Dataset entries:
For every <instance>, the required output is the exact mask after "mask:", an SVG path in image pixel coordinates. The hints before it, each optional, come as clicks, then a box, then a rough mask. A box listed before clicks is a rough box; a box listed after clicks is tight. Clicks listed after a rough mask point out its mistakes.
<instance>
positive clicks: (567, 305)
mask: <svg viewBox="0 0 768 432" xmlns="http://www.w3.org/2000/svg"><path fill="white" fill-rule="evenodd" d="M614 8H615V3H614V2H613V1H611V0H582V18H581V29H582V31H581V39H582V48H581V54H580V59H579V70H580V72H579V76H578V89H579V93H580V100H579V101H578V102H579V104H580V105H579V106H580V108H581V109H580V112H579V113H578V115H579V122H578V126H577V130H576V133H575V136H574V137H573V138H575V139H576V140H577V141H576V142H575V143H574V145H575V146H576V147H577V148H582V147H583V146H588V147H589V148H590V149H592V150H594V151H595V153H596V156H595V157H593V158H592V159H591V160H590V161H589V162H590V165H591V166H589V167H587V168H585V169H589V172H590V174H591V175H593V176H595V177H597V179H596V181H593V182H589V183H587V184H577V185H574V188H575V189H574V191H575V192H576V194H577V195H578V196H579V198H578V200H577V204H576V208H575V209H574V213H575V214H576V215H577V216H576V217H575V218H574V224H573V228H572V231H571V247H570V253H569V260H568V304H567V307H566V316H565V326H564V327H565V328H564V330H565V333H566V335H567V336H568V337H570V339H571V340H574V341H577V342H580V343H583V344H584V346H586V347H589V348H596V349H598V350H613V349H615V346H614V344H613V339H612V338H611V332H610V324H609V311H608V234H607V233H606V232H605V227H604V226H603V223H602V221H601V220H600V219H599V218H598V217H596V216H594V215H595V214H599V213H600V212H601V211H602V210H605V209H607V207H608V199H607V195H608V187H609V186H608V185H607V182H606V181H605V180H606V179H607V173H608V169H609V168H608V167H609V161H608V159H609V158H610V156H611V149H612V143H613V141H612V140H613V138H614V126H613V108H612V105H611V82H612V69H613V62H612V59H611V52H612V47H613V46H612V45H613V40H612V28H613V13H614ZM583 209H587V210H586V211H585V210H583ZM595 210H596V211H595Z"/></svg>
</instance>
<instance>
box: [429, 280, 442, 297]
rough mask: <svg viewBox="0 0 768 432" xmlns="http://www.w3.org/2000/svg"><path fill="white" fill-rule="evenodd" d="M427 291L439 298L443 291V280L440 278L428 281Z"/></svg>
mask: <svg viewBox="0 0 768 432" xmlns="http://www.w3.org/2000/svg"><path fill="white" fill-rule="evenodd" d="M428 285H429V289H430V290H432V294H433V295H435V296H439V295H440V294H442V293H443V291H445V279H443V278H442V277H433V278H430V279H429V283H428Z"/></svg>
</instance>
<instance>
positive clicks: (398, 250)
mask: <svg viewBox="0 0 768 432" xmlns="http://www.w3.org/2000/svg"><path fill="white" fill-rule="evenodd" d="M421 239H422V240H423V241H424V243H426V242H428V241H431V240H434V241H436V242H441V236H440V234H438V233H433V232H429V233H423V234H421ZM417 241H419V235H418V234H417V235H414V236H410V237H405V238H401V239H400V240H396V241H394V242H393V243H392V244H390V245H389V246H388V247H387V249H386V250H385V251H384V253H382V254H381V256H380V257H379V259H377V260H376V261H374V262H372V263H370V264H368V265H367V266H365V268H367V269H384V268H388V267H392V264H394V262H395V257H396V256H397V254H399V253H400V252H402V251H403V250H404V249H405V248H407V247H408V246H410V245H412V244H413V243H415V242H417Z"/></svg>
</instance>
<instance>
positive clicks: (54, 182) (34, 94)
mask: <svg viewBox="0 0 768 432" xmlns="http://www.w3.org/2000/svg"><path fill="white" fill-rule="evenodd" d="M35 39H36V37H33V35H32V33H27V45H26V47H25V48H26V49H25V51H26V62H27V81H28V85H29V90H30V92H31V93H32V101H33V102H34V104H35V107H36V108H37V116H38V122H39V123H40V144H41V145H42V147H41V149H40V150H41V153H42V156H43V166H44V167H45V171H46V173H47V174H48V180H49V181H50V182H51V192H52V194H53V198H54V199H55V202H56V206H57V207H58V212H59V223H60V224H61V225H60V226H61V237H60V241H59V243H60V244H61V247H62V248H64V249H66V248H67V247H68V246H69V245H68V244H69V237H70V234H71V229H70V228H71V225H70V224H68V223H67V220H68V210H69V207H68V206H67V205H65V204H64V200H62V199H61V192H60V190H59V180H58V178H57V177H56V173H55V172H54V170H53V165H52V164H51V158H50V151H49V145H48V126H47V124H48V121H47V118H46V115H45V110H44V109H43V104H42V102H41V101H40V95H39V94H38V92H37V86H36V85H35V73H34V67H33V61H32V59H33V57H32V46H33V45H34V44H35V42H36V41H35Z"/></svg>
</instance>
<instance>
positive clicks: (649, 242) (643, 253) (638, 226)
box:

---

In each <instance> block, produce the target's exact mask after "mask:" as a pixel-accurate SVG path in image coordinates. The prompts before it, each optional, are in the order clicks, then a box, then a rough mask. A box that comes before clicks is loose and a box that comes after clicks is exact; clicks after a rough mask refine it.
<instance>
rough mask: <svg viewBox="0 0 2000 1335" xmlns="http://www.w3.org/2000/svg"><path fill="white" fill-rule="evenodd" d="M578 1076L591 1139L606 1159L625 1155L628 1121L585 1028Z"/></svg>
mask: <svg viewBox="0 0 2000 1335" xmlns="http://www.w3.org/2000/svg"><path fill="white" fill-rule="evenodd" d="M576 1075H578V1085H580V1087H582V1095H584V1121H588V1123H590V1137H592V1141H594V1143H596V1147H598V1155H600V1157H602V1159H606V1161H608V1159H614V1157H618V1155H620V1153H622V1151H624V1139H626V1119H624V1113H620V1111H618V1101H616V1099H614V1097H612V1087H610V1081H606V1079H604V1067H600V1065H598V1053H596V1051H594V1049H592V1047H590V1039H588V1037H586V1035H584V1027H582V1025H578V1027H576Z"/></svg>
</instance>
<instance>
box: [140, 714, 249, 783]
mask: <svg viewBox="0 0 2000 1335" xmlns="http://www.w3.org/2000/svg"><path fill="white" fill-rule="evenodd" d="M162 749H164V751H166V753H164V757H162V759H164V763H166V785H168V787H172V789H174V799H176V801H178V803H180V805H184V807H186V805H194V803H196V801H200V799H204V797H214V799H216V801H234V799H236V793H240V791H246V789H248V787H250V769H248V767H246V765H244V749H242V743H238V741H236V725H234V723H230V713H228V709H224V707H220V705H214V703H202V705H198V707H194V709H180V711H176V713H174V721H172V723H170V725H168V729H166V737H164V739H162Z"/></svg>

→ Aim of the exercise:
Transcribe the lines of the listing from the line containing "For every <instance>, the" through the line containing "positive clicks: (567, 305)", inclusive, character for character.

→ Response to the exercise:
For every <instance>, the required output is the exact mask after "mask:", an SVG path in image pixel coordinates. The hints before it, each optional, come as clicks, then a box, then a rough mask. A box listed before clicks is a rough box; a box listed after clicks is tight. Clicks listed after a rough mask point out its mistakes.
<instance>
positive clicks: (567, 305)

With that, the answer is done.